_Selected passage_
Who is the Master Debater?


Events in the Middle East continue to fester and flair with yet more deaths in Syria, rumors of the Kurds carving out an enclave for themselves in the ruins of Assad’s state, Kenyan troops cleansing the Al Shabab from their last stronghold in Somalia, cross firings between leaders of Iran, Israel and the Palestinian Authority at the anything but united UN, and the list goes on and on. But in America, now that the official NFL refs are back on the job, the media is gearing up for the first presidential debate between a sitting President that was once thought to be in electoral trouble and a Republican candidate who has been so inept that he may re-enact a Goldwater moment for the party of Lincoln (and now of Lincolns, Lexus and Jaguars).

I suspect quite a few voters will watch the debate, even those who have already made up their minds and voted early, and others will watch just to confirm how much they dislike one of the candidates. But for all the hoopla, these debates are so choreographed that winners and losers tend to be determined only in the eyes of the beholders. Romney could stick his foot, ankle, calf and knee in his mouth and Fox News will still declare him the winner. The MSNBC anchors will try to stifle their laughter, but they actually knew who would win before the show opened. And a show it will be. Think of it as the MLB home-run hitting context with the BP fastballs lain in there, right down the pike, not as a boxing match where someone might get bloodied and knocked out. Consider this: George W. Bush survived his debates and won re-election. Does anyone seriously think that Obama will forget who the leader of China is?

There are a number of questions that I suspect will not be asked, even though quite a few Americans may be mulling over them before they make a “legitimate” vote (I suppose in Todd Aiken’s view this would be a vote in which the voter has a built-in ability to reject liberals and shows an I.D. issued by the NRA). How about these?

_Extracted information_
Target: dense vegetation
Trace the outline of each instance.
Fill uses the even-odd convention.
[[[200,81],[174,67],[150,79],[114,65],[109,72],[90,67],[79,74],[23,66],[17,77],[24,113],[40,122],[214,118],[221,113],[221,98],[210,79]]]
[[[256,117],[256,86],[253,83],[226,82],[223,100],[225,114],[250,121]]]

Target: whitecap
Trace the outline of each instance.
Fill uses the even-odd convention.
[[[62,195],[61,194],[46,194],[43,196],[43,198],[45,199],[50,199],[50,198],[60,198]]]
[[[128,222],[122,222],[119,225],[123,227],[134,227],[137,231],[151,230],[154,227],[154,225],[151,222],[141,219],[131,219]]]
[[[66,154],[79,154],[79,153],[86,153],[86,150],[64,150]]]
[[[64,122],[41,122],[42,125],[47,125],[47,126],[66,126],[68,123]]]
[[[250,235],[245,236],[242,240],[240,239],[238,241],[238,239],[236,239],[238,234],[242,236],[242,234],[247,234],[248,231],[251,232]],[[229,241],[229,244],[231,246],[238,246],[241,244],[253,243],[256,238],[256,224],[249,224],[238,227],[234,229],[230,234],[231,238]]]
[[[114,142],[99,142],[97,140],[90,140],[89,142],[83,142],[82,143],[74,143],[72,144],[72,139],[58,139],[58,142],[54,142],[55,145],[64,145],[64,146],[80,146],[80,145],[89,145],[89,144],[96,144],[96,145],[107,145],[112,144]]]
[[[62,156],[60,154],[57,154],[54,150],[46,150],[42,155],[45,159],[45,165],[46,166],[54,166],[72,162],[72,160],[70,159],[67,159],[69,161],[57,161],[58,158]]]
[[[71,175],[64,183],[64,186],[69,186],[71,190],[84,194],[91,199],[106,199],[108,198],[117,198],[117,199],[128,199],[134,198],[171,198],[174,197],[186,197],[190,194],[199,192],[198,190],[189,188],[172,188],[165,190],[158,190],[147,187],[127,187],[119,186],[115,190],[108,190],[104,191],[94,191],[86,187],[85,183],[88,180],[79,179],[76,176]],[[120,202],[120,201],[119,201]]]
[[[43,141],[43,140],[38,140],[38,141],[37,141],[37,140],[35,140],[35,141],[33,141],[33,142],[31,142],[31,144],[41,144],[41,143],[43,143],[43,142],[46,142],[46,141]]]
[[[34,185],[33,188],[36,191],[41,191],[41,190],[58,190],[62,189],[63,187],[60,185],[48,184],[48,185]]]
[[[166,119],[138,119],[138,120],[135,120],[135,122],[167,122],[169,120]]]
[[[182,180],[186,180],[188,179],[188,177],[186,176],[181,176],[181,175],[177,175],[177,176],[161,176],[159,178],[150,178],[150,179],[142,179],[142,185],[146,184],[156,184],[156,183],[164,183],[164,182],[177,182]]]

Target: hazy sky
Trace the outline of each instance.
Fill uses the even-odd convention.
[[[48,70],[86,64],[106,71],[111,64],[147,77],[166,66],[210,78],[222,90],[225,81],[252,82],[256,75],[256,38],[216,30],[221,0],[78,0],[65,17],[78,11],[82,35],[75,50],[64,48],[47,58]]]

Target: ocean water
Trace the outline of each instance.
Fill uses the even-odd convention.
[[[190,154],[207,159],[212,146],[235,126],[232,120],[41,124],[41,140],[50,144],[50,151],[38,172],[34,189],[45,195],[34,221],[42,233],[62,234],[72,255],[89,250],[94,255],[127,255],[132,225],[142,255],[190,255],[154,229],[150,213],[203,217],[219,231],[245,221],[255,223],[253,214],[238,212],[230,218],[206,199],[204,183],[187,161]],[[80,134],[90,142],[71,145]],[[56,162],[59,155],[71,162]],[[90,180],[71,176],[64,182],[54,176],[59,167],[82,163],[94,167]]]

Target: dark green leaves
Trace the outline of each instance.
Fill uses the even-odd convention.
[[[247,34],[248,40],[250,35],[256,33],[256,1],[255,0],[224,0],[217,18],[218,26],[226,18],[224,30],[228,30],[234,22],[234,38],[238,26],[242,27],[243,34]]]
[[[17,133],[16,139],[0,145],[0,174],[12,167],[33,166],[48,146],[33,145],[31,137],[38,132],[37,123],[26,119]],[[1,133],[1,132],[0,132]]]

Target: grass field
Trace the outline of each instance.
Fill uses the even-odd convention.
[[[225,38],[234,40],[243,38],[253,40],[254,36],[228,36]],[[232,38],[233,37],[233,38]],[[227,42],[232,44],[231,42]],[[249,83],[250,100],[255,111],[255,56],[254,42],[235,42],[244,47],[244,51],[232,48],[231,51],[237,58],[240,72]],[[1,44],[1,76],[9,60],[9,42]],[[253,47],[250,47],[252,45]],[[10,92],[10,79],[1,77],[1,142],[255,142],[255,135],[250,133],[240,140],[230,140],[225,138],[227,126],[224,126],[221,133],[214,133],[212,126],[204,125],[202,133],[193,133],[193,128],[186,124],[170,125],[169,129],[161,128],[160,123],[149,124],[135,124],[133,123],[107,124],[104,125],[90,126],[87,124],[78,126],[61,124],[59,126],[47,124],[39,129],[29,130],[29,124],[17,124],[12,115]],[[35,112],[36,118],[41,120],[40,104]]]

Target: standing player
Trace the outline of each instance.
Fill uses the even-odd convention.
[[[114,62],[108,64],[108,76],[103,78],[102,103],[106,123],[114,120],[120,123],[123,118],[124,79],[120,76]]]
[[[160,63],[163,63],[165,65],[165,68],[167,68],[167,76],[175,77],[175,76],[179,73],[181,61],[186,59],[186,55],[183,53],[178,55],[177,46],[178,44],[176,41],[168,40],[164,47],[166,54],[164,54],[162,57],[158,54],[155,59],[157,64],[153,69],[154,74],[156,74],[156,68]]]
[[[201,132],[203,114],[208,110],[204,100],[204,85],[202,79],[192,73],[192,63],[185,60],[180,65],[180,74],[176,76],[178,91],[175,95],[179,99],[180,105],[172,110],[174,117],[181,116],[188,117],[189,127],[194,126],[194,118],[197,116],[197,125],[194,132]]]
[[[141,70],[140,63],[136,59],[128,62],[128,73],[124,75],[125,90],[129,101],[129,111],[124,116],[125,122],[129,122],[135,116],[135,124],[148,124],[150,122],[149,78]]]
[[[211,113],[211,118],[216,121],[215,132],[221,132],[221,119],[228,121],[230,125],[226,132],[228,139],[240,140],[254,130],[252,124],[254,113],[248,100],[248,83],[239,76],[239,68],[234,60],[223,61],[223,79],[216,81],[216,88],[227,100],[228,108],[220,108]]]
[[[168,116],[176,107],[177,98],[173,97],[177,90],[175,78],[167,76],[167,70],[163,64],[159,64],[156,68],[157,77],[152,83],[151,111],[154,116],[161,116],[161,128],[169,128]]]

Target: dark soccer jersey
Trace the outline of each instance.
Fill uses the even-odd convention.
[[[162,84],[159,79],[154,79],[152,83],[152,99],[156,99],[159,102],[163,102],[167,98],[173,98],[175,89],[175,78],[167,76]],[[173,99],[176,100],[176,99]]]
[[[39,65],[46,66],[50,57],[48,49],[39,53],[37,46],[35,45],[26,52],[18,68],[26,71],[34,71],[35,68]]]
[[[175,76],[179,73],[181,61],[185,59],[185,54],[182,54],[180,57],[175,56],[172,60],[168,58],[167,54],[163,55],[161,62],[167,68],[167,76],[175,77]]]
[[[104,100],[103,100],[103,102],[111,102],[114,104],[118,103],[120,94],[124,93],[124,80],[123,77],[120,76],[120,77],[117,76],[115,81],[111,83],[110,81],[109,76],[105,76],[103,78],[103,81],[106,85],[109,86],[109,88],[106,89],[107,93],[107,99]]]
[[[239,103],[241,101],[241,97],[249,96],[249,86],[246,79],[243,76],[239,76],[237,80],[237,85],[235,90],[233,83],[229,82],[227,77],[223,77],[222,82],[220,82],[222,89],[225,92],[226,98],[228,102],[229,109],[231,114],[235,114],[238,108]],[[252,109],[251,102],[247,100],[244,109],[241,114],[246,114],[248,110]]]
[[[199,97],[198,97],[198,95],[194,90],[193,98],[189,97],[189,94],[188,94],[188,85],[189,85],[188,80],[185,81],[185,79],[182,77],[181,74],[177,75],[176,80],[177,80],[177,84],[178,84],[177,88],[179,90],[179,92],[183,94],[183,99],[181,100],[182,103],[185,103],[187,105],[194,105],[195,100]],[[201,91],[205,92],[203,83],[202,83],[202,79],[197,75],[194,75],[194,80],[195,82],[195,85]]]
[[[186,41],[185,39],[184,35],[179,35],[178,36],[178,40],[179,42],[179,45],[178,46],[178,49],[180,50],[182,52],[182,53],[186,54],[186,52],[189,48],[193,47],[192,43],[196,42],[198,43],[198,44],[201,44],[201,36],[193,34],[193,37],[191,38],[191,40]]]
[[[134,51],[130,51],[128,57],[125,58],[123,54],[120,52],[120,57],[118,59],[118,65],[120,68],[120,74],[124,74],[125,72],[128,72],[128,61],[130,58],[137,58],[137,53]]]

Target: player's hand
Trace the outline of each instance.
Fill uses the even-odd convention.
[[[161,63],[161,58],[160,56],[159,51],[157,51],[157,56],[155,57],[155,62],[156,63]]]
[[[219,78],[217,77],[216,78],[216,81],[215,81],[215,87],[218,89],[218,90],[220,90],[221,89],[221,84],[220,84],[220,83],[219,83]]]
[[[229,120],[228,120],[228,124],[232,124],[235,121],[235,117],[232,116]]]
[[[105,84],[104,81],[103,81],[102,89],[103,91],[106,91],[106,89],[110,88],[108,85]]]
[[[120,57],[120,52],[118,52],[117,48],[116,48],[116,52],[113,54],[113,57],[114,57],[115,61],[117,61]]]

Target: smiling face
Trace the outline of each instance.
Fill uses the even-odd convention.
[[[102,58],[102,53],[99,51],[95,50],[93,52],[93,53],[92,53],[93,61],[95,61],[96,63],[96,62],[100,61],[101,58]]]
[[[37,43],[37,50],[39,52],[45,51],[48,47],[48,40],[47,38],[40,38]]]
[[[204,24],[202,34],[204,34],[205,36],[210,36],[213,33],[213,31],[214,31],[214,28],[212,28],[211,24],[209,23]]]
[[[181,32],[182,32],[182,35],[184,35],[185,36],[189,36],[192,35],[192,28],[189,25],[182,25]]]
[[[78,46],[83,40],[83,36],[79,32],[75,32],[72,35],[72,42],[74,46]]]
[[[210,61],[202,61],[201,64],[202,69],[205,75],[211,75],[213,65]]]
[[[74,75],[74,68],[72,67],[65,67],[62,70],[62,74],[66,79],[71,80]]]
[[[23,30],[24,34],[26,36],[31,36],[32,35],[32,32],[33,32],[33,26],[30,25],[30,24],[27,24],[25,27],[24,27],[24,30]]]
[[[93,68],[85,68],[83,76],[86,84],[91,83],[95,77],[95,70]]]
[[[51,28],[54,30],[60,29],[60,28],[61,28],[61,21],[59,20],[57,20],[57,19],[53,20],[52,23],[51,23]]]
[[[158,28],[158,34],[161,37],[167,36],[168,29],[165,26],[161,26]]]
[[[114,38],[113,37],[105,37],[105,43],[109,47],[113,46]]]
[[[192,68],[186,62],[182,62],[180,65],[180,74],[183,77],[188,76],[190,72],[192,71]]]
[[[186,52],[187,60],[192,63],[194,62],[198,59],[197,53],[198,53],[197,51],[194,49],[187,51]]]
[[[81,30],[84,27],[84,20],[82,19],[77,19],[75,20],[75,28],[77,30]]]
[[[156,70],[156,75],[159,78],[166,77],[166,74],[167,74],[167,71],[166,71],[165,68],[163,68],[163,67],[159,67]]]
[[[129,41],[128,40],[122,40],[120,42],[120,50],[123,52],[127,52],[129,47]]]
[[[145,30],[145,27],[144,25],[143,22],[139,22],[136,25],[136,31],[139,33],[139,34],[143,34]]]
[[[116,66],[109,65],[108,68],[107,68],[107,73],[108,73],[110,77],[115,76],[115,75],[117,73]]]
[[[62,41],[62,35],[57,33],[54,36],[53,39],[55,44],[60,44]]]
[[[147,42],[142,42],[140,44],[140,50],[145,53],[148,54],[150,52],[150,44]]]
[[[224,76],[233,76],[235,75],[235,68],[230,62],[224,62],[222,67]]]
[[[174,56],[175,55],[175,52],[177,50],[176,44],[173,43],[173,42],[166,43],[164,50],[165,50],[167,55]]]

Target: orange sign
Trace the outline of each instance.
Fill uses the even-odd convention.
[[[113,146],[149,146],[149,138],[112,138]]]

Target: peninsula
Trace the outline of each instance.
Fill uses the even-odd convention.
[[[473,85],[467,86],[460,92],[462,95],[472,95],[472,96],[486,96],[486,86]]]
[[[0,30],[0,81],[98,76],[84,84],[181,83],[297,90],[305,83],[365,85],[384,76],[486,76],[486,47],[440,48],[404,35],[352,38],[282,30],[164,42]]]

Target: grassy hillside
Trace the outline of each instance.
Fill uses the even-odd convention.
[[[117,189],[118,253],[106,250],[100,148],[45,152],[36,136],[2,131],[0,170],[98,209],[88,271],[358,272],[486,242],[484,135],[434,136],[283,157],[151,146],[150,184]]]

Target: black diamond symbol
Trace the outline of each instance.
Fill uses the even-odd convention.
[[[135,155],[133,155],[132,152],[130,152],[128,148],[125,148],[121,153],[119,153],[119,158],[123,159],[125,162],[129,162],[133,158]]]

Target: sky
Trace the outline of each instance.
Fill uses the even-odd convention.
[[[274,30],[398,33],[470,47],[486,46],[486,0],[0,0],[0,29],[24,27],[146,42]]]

_Aim of the exercise_
Resume the opinion piece on the first presidential debate, "Who is the Master Debater?", picking up right after its last sentence.

_Task output_
• Governor Romney, if you are elected President and Jesus Christ comes back to earth before you take the oath of office, will you be disappointed? Will you urge the Republicans in Congress not to filibuster any of the programs for the poor that Jesus might want to introduce?

• President Obama, why won’t you admit your are a Muslim born in Kenya? If Governor Romney is elected President, will you agree to self deport yourself back to Africa and stop passing yourself off as a white guy?

• Governor Romney, given the rising costs of health care for the elderly, who are often given medical tests they really do not need, would you as president give a tax break to faith healers as an alternative to the E.R.?

• President Obama, you once wrote a book called “The Audacity of Hope.” Is it true that your are currently working on your next book and it will be called “The Audacity of Hype”?

• Governor Romney, if last time around the VP candidate Sarah Palin was a pit bull, do you think that Paul Ryan is a poodle or a Doberman? Has the campaign committee put him through a dog training school yet?

• President Obama, is there a room in the basement of the White House where Joe Biden can be sent and the key thrown away?

• Governor Romney, do you actually shop at Staples?

• President Obama, if you are not re-elected President, would you be willing to work at Staples for a minimum wage or would you prefer to take your chances in the NBA draft?

I have one more suggestion. Since there are three debates, could we remake “Survivor” and vote one of them (or both of them) off the stage at the end of the third debate?